> _TASK TO COMPLETE_: Copy all of the material below exactly.

> _DATA EXTRACT_:
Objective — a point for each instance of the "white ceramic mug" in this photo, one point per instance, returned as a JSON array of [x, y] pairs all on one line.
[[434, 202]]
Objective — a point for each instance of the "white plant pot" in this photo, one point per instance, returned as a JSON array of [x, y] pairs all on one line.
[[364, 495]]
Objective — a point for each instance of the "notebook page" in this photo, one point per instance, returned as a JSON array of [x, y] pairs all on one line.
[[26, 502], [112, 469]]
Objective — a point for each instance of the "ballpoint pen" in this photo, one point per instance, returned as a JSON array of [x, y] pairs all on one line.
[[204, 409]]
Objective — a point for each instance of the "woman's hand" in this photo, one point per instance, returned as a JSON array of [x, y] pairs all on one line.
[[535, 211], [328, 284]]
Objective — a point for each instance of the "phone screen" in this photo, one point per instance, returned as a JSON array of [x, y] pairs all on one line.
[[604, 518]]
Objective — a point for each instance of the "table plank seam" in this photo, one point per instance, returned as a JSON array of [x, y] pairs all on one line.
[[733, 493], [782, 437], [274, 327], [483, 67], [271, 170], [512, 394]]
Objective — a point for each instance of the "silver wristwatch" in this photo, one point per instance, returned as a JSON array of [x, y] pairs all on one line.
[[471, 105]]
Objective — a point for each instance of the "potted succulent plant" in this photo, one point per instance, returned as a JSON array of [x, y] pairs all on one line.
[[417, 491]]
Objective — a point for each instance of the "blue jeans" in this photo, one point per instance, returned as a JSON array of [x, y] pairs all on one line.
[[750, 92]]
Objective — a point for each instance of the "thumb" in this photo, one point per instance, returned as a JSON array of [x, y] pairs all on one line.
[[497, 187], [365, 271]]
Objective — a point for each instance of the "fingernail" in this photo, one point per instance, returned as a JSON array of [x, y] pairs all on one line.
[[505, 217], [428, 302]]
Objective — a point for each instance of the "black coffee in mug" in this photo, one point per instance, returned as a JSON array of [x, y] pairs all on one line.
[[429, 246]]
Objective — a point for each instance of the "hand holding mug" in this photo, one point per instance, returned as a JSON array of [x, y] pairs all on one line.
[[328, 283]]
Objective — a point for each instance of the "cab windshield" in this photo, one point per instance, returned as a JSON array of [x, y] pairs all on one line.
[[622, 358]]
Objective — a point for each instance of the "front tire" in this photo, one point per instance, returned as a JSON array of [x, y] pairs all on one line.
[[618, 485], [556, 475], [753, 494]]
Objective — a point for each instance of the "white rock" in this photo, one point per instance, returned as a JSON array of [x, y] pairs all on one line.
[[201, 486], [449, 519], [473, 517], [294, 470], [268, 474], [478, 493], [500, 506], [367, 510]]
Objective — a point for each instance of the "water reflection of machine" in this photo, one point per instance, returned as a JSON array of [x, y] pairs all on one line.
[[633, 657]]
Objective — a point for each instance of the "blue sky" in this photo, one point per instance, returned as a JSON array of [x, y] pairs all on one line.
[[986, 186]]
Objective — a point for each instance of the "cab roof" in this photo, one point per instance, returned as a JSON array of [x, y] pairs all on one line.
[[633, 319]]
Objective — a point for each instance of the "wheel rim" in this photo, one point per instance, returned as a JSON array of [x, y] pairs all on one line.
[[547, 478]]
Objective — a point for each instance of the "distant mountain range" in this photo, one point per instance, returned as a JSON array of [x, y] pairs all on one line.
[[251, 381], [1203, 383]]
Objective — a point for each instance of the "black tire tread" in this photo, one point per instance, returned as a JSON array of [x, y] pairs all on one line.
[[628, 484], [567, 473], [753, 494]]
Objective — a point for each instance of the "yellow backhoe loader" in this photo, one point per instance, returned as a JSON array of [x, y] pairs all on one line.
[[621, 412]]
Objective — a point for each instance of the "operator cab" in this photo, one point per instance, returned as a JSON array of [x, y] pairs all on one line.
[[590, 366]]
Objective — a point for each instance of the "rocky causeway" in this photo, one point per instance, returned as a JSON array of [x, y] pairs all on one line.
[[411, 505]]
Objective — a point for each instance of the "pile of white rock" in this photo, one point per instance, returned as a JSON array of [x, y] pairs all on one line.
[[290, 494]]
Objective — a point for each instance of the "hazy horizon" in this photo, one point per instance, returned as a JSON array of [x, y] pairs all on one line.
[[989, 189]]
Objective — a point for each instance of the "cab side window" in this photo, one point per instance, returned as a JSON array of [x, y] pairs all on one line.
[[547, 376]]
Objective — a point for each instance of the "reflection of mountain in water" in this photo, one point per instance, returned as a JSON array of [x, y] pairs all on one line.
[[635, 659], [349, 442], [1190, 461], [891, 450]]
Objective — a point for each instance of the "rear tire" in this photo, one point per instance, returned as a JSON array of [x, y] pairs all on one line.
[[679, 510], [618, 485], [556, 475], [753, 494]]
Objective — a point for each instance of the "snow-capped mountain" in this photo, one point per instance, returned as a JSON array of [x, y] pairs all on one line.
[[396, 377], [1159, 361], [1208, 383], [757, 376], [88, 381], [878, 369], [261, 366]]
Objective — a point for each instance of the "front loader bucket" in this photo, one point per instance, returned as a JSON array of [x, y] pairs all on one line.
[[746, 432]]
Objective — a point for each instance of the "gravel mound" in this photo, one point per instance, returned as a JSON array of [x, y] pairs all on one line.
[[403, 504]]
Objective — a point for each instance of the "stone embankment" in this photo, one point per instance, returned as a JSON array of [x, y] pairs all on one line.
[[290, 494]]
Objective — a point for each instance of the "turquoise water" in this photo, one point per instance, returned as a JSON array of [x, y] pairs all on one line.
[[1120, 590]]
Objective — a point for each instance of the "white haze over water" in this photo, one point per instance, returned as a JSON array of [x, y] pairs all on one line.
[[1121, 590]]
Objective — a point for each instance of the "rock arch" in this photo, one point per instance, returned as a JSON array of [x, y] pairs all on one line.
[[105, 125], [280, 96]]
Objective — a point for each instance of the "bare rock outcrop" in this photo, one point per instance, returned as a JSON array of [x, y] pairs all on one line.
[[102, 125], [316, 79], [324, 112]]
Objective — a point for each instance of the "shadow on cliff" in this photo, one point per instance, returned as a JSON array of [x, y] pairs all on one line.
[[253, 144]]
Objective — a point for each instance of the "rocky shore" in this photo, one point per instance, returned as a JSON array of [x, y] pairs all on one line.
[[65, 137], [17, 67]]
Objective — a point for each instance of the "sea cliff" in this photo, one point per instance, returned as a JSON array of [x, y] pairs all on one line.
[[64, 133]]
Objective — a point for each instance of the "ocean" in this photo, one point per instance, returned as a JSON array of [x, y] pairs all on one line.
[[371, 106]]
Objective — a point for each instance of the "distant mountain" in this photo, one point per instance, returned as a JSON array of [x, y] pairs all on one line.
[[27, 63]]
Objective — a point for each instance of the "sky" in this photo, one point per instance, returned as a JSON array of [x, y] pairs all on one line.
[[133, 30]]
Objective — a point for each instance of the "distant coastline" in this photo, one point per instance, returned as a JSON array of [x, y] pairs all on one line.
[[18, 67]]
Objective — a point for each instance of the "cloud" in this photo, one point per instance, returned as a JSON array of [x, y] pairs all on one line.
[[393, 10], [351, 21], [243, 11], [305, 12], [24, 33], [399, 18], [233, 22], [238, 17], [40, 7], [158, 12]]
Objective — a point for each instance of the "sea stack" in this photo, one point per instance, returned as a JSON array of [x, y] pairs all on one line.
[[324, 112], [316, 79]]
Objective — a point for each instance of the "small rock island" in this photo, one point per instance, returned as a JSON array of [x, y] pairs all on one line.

> _ANSWER TO THIS TASK_:
Objective — a point for each instance of the "white ceramic mug" in this photo, one point per instance, returned as a JSON array of [x, y] pairs all on one line.
[[434, 202]]
Objective — a point for each instance of the "white plant pot" in this photo, one point per instance, returned as a JSON array of [x, y] pairs all on one line.
[[364, 495]]
Objective — a point for each instance of the "notebook page" in this photo, one point per instance, returned as a JSON array of [x, y] pairs all on one line.
[[26, 502], [112, 469]]
Objective — a point for each instance of the "ballpoint pen" in this photo, one point per instance, returned as a JSON array of [x, y] pairs all on one line.
[[204, 409]]
Objective — a point for each instance of the "woman's hand" in this photo, one point per instance, returned as a JSON array of [x, y] pairs all on one line.
[[535, 211], [328, 284]]
Objective — a point for each instance of the "phone screen" in this photo, one point per instance, returned as a JSON array of [x, y] pairs all on one line.
[[604, 518]]
Objective — a point for each instance of the "table plank seam" in this photo, one point per instance, returned as a JSON array of [x, y] pairs all on one line.
[[733, 493], [782, 437], [274, 327], [483, 67], [271, 170], [512, 394]]
Objective — a point for each instance of the "silver wristwatch" in this photo, one point per instance, returned as a JSON array of [x, y] pairs all on one line.
[[471, 105]]
Objective — a point for each instance of the "potted succulent plant" in this photo, one point per instance, returned as a JSON array of [x, y] pairs all on one line.
[[417, 491]]
Objective — a point for each instance of the "blue jeans" in this photo, one point per instance, returned as a JSON array of [x, y] pairs all on one line.
[[750, 92]]
Objective — a point for each instance of the "thumb" in this photo, one point per instance, returned as a JSON array of [x, y] pairs all on one line.
[[497, 187], [365, 271]]
Objective — a point for each instance of the "fingernail" in this photo, one point per instance, returned as a JSON array of [x, y] pairs all on one line.
[[505, 217], [428, 302]]
Objective — a point for each instance of the "black coffee in mug" in this photo, one point per instance, returned as a JSON array of [x, y] pairs all on one line.
[[429, 246]]
Objective — a point for each instance of the "hand holding mug" in this photo, one point per instance, returned as a JSON array of [x, y] pairs all on one line.
[[328, 283]]
Objective — a point for each instance of the "cab windshield" in this photo, one point per instance, returned as a JSON array of [x, y] pairs all on one line.
[[622, 358]]
Objective — a point for each instance of the "front tire" in this photo, one point per instance, returned as a JSON array of [x, y] pairs all on one line.
[[618, 485], [556, 475], [753, 494]]
Objective — a point for each instance of the "white rock" in this photo, one point per instance, returned as a JSON array of [x, y] pairs all on one line.
[[201, 486], [449, 519], [473, 517], [294, 470], [268, 474], [478, 493], [500, 506], [367, 510]]
Objective — a point for each instance of the "water reflection of machine" in this photo, one point per instance, returned as a JSON array of [x, y] pairs all on one line.
[[633, 657]]
Objective — a point for each instance of the "blue sky" in this photo, one point per instance, returned as a JSON array of [x, y] pairs all on one line.
[[986, 186]]
Objective — a point for each instance of the "cab roof" in this photo, one point per instance, returned as a JSON array of [x, y] pairs all on one line.
[[633, 319]]
Objective — a point for each instance of the "wheel rim" in this photo, one point per instance, returned as a JSON array of [x, y] pairs all on one line.
[[547, 478]]
Objective — a point for each instance of the "distant mountain range" in this photo, one point per instance, returned as a JSON array of [x, y] pairs all on one line.
[[251, 381], [1203, 383]]
Objective — a point for each instance of the "black tire tread" in this photo, one point per instance, returned as a JSON array of [x, y] pairs all on one line.
[[628, 484], [567, 473], [753, 494]]
Objective — a point for each instance of the "yellow backhoe loader" in this photo, one point per instance, returned as a JSON array of [x, y] pairs all on one line.
[[621, 412]]
Objective — a point for each instance of the "operator cab" in this photo, one point per instance, returned as a JSON array of [x, y] pairs all on one line.
[[590, 366]]
Objective — a point for each instance of the "rocky causeway" in this photo, one point per instance, returned as a JSON array of [x, y] pairs all on one line.
[[411, 505]]
Objective — a point for each instance of the "pile of white rock" in this photo, one point per instance, returned as a JSON array of [x, y] pairs all on one line.
[[290, 494]]
Objective — a point for each instance of the "hazy horizon" in this photo, one point per instance, returned as a JSON array of [x, y] pairs all on one line.
[[989, 189]]
Objective — a point for each instance of the "cab side window" in this photo, one point per instance, returned as a JSON array of [x, y] pairs all on one line.
[[547, 376]]
Objective — a point for each instance of the "reflection of mountain in water" in this photo, one point per instance, returned as a JSON array of [x, y] pairs all on one line.
[[635, 659], [349, 442], [1190, 461], [891, 450]]
Objective — a point for each instance of the "rear tire" in this photo, one point per instance, returned as a JSON array of [x, y] pairs all on one line.
[[679, 510], [618, 485], [556, 475], [753, 494]]
Objective — a point for each instance of the "snow-capped mountain" in this photo, one point per instance, returned as a JSON array of [x, y] pairs all on one line.
[[396, 377], [1159, 361], [1208, 383], [757, 376], [88, 381], [878, 369], [261, 366]]
Objective — a point for each instance of the "front loader bucket" in this photo, one point per instance, returned as a JSON array of [x, y] pairs all on one line.
[[746, 432]]
Objective — a point for each instance of the "gravel mound" in this photo, one point per instance, returned as a JSON array of [x, y] pairs all on one line.
[[403, 504]]
Objective — a point for each instance of the "stone embankment" in this photo, one point per instance, returned as a JSON array of [x, y] pairs all on one line.
[[290, 494]]
Objective — a point for each instance of the "turquoise water" in this photo, one point per instance, returned as a JSON array of [x, y] pairs all on one line.
[[1120, 590]]
Objective — a point for each instance of the "white haze over water" in this photo, one point per instance, returned as a JSON array of [x, y] pairs all on one line.
[[1121, 590]]
Objective — a point for each instance of the "rock arch" in this photo, one point per instance, returned as a JSON array of [x, y] pairs all on one line.
[[105, 125], [280, 96]]
Objective — a point for each instance of the "bare rock outcrop" in this photo, one point per instance, returned as a JSON array of [x, y] pairs all on one line.
[[102, 125], [316, 79], [324, 112]]
Objective — a point for each instance of the "shadow on cliff" in this photo, one point per instance, returned as a JSON array of [x, y] pairs all on one line.
[[253, 144]]
Objective — a point for each instance of the "rocky shore" in this photo, one point per instance, returned as a JSON array of [x, y] pairs all on one line.
[[65, 137], [17, 67]]
Objective — a point for each instance of the "sea cliff" in this photo, one point per instance, returned as a JSON array of [x, y] pairs all on one line.
[[64, 133]]
Objective — a point for each instance of the "ocean" in this photo, one point per instance, returned as a JSON array of [x, y] pairs all on one line.
[[371, 106]]
Objective — a point for each instance of the "distant mountain" in this photo, one point per instance, returned as a JSON array of [x, y] pairs all on one line.
[[27, 63]]
Objective — a point for each instance of the "sky" in this photo, one point per instance, returned as a JSON array of [x, y] pairs all on one line.
[[133, 30]]
Objective — a point for each instance of the "distant coastline" in this photo, one point per instance, returned as a JSON array of [x, y] pairs all on one line.
[[18, 67]]
Objective — a point for each instance of the "cloud" in this photo, one point per instance, returned as a JSON array of [x, y] pairs all on one line.
[[393, 10], [351, 21], [243, 11], [305, 12], [24, 33], [399, 18], [233, 22], [238, 17], [40, 7], [158, 12]]
Objective — a point for each instance of the "sea stack" in this photo, one point per instance, returned as a JSON array of [x, y] pairs all on one line.
[[324, 112], [316, 79]]
Objective — a point for each instance of the "small rock island" in this photo, one point per instance, returned as a JSON array of [x, y] pairs all on one line.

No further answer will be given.